[Object location labeling records]
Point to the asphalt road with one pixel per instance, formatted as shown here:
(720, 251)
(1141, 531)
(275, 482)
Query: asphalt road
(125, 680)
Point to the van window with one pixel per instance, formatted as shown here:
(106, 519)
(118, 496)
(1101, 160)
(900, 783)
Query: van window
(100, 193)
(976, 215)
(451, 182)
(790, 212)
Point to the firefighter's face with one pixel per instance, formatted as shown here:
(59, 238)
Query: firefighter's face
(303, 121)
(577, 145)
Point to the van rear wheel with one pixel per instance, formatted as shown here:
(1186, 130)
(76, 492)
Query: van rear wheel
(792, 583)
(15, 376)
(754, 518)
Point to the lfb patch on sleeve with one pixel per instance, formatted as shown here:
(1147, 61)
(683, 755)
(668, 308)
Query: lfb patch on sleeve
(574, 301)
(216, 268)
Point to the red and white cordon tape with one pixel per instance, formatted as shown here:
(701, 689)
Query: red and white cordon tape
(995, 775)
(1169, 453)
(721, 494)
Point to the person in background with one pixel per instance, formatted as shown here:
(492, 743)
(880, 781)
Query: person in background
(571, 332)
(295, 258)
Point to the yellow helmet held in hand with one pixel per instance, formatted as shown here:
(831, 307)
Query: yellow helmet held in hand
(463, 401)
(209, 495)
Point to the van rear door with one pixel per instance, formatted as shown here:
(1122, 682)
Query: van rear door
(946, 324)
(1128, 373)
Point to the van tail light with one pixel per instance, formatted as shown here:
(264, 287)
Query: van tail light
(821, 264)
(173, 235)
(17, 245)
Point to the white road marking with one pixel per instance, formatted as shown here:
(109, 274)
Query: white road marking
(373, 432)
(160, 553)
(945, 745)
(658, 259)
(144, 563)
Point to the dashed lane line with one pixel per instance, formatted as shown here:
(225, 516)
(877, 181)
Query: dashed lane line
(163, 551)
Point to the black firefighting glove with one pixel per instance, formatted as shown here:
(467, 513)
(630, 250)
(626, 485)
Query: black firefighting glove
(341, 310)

Written task
Carry over the records, starting at the line that contains "Point to the dashed" and ending at the last line of the records, with the requests included. Add 119 to every number in the answer coordinates.

The solution
Point to the dashed lane line with one pixel per instance, formatted as shown here:
(225, 516)
(877, 181)
Query: dashed lane line
(282, 670)
Point to the black firefighting glove with one pixel per instance, formatted as shown here:
(467, 513)
(630, 250)
(626, 485)
Query: black firefighting glove
(460, 429)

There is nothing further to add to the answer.